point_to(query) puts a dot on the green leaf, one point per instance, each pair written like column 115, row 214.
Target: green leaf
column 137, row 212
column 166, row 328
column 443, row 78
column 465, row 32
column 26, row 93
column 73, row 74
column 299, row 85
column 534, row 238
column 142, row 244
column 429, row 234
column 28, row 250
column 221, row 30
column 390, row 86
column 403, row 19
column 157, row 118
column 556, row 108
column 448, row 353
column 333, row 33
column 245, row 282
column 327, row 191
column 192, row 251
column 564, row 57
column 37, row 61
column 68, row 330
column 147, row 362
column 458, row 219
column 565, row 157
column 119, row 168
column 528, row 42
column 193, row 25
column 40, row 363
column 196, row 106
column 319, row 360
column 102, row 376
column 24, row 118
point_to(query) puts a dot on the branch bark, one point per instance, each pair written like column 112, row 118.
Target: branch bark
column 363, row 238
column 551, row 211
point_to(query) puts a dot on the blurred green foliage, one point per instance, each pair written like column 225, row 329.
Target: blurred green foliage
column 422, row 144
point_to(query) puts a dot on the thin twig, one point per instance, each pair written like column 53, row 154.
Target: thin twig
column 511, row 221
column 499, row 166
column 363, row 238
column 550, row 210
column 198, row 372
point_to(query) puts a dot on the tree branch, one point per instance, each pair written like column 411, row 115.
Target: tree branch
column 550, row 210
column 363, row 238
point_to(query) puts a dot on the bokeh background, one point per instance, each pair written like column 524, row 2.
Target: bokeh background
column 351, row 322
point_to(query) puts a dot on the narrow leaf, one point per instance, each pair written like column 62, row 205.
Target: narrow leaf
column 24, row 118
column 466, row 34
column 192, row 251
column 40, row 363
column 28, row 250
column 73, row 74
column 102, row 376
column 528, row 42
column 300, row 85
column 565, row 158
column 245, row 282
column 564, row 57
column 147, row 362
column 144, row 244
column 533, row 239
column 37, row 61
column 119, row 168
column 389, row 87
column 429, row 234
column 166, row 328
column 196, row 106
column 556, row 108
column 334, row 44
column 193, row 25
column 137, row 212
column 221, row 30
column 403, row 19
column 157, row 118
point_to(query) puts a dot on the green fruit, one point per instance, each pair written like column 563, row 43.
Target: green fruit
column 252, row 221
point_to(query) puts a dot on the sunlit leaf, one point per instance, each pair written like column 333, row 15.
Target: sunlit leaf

------------------------

Aim of the exercise:
Turn all the items above into one numbered list, one line per entry, and leave out any blank lines.

Problem solution:
1. point_to(query) puts a dot on the green leaf, one point per instance, each pair written like column 115, row 214.
2. Target: green leaf
3. column 137, row 212
4. column 166, row 328
5. column 443, row 78
6. column 465, row 32
7. column 26, row 93
8. column 73, row 74
9. column 299, row 85
10. column 534, row 238
11. column 142, row 244
12. column 429, row 234
13. column 28, row 250
14. column 221, row 30
15. column 390, row 86
16. column 403, row 19
17. column 157, row 118
18. column 556, row 108
19. column 448, row 353
20. column 333, row 33
21. column 245, row 282
22. column 327, row 191
23. column 192, row 251
24. column 564, row 57
25. column 37, row 61
26. column 68, row 330
27. column 147, row 362
28. column 458, row 219
29. column 565, row 157
30. column 119, row 168
31. column 528, row 42
32. column 193, row 25
33. column 40, row 363
34. column 196, row 106
35. column 319, row 360
36. column 102, row 376
37. column 24, row 118
38. point_to(query) puts a dot on the branch bark, one point per instance, each pair written like column 112, row 118.
39. Target: branch bark
40. column 363, row 238
41. column 551, row 211
42. point_to(query) puts a dot on the blurred green foliage, one point per instance, each pair written like column 225, row 329.
43. Target: blurred green foliage
44. column 422, row 144
45. point_to(query) puts a dot on the thin twig, one point per instance, each pair written like column 53, row 154.
46. Target: thin twig
47. column 511, row 221
48. column 499, row 166
49. column 363, row 238
50. column 550, row 210
51. column 198, row 372
52. point_to(query) puts a dot on the tree branch, one point per instance, each pair written like column 411, row 115.
53. Target: tree branch
54. column 550, row 210
55. column 363, row 238
56. point_to(query) puts a dot on the bokeh background, one point per instance, each pair written like column 524, row 2.
57. Target: bokeh background
58. column 351, row 322
59. point_to(query) puts a dot on the narrow leaf, one point per instance, each pair written like column 62, row 205.
60. Target: narrow leaf
61. column 24, row 118
62. column 466, row 34
63. column 192, row 251
64. column 40, row 363
65. column 28, row 250
66. column 73, row 74
67. column 102, row 376
68. column 528, row 42
69. column 300, row 85
70. column 565, row 158
71. column 245, row 282
72. column 564, row 57
73. column 147, row 362
74. column 144, row 244
75. column 533, row 239
76. column 37, row 61
77. column 119, row 168
78. column 389, row 87
79. column 429, row 234
80. column 166, row 328
81. column 196, row 106
82. column 556, row 108
83. column 334, row 44
84. column 193, row 25
85. column 137, row 212
86. column 221, row 30
87. column 403, row 19
88. column 157, row 118
89. point_to(query) puts a dot on the green fruit, one point per instance, each pair written like column 563, row 43.
90. Target: green fruit
91. column 252, row 221
92. point_to(query) puts a dot on the sunlit leaf, one point per instance, each pair written like column 333, row 15.
93. Target: sunlit leaf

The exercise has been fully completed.